▶ **Prompt 1**
Transcribe the part of the article on sustainability in Black-owned businesses from "Offer Remote Work" up to and including "a physical workplace.".
▶ **Prompt 2**
In the article on sustainability in Black-owned businesses, what company did Johanna Howard found?
▶ **Prompt 3**
Extend the article on sustainability in Black-owned businesses, picking up after its last sentence.
##### Text excerpt
When it comes to sustainability in business, Black-owned companies are often overlooked. And yet, it’s clear this shouldn’t be the case. Quoted in a story at Architectural Digest, Johanna Howard (founder of Johanna Howard Home) put it bluntly: she argued that sustainability as a concept is “presented as being a very white enterprise,” on the assumption that people of colour either aren’t interested in or aren’t able to afford sustainable goods.
“Sustainability is about doing more with less, and this is what Black people do on a daily basis,” Howard went on to say. “So there are many more Black product designers, interior designers, and Black-owned companies using principles of sustainability than the industry is aware of.” These comments lay to rest the unfounded (and often unspoken) notion that Black communities and Black-owned businesses are somehow less concerned with sustainability. And to support any Black business owners who may even now be looking to embrace more sustainable practices, we take a look at some of the simple and effective ways companies today are improving their environmental responsibilities.
Offer Remote Work
This definitely depends on the business and the positions available, but if there’s a possibility to offer any remote positions, do it. Remote work provides employees with the opportunity to contribute from home with more manageable schedules. In doing so, it leads to a healthier work-life balance, with Harvard Business Review reporting that women of colour have benefited in particular from widespread shifts away from pre-pandemic workplace norms. Beyond benefits to employees though, this is also a sustainable solution. Empowering employees to work from home cuts down on commutes associated with your business and may in time allow you to reduce the space and energy needed to maintain a physical workplace.
##########
##### Listed records
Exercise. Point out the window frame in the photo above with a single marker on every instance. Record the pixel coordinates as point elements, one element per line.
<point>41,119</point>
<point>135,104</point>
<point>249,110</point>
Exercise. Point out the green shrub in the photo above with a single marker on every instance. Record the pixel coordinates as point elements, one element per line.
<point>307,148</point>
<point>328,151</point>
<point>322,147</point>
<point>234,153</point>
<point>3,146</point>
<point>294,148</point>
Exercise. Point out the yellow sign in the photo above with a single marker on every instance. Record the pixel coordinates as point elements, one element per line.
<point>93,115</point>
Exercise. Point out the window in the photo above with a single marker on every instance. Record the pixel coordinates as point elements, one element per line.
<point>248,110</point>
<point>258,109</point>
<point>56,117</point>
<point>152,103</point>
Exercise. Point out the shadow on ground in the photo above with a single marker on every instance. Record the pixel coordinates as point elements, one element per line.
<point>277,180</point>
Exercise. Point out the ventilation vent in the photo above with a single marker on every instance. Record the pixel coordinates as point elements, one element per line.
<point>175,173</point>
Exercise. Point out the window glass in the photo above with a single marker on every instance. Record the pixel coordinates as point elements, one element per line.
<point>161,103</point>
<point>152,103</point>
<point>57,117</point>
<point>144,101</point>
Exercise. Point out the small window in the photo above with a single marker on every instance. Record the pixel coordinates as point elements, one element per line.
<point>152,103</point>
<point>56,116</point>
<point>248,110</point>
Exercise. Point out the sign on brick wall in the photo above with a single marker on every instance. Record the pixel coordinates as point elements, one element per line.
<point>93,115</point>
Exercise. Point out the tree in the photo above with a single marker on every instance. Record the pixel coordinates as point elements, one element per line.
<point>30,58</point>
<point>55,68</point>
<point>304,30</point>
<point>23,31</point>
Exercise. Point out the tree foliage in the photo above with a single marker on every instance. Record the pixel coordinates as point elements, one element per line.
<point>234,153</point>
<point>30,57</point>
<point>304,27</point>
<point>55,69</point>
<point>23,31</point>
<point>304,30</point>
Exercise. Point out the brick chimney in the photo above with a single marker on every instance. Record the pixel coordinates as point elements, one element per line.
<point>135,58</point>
##########
##### Listed records
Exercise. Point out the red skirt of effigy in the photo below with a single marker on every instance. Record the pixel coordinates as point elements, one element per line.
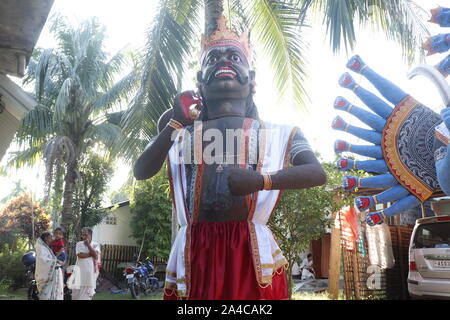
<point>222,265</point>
##########
##### Listed records
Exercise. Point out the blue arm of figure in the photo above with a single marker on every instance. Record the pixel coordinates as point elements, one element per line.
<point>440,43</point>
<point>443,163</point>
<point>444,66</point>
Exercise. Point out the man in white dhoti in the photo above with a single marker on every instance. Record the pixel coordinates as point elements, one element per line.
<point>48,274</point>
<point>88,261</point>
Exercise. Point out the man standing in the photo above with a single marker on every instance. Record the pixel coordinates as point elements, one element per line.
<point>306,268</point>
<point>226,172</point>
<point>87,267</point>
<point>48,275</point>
##########
▶ **Task answer 1**
Offer Remote Work
This definitely depends on the business and the positions available, but if there’s a possibility to offer any remote positions, do it. Remote work provides employees with the opportunity to contribute from home with more manageable schedules. In doing so, it leads to a healthier work-life balance, with Harvard Business Review reporting that women of colour have benefited in particular from widespread shifts away from pre-pandemic workplace norms. Beyond benefits to employees though, this is also a sustainable solution. Empowering employees to work from home cuts down on commutes associated with your business and may in time allow you to reduce the space and energy needed to maintain a physical workplace.

▶ **Task answer 2**
Johanna Howard Home.

▶ **Task answer 3**
Reduce, Reuse, Recycle
We’ve all heard this (or similar mantras) a million times, and yet there are usually ways in which businesses can still go further to implement the idea. So, to provide a few specific tips: Look for disposable items that can be replaced with longer-lasting alternatives (switching to energy-saving lightbulbs is a popular example). Reuse items such as cardboard boxes before throwing them away. And be sure to check on local regulations with regards to recycling, so that you’re disposing of materials as responsibly as possible. These are all simple tips, but if your business can act on them it will be well on its way to leaving a smaller footprint.
Ditch the Business Cards
On the subject of reducing waste, one simple but effective move more businesses are making is eliminating paper business cards. Believe it or not, these simple little identifiers account for a massive amount of material waste, from tree destruction to fossil fuel use. And unfortunately, trendy companies making it easier for people to personalize their own cards online have only made these problems worse. That said, there are electronic alternatives now, and per an overview of digital business cards at Doorway, they offer convenient solutions without waste. Basically, these cards enable users to swap business and contact information between phones (including via in-person transfers), without the need for any material consumption.
Use LED Lighting
We alluded to switching out lightbulbs above, and this makes for another simple and effective solution to consider. Plus, it’s a pretty easy thing to keep up with after the initial switch. Changing out your incandescent and halogen bulbs for LED alternatives can result in your business using 75% less energy, according to Energy.gov. As an added bonus, it’ll bring your electricity bill down, too – something every business can benefit from.
Work Together With Other Green Companies
Black-owned businesses need to stick together and support each other in general, whenever it’s reasonable to do so. In a similar way though, companies that do their best to incorporate sustainability into their practices tend to benefit from working with other, like-minded companies. Encourage your peers (or friendly competitors) to take sustainable steps, and share ideas together. You never know when a fellow business owner will drop some wisdom on you that’ll change your whole outlook, or in this case open your eyes to a green solution you hadn’t previously considered. We hope these suggestions will lead you toward more sustainable solutions in your business!